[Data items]
-=-=-
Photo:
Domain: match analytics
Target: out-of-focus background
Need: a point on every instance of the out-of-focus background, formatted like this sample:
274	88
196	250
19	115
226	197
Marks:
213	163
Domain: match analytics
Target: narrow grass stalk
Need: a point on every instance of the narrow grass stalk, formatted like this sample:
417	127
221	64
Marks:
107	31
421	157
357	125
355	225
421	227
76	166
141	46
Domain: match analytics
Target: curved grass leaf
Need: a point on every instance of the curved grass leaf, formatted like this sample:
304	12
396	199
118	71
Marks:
-=-=-
■ TO BE DONE ■
Set down every one of the entries above again, line for line, without changing anything.

■ CORRECT RESULT ■
Photo:
Domain: match analytics
Target: out-of-focus background
Need: a point on every instance of the out-of-focus background, formatted like this sample:
274	88
196	250
19	115
226	197
Marks:
213	163
Domain: match analytics
Target: narrow grass stalk
Need: a point on every instance of the narrow grass stalk, formatted like this sample:
417	127
221	64
Marks:
107	31
421	157
357	125
355	225
421	227
76	166
141	46
Domain: match analytics
Target: curved grass leaf
Need: a point on every instance of the curved grass leaf, formatted like this sample:
304	12
396	199
118	71
Marks:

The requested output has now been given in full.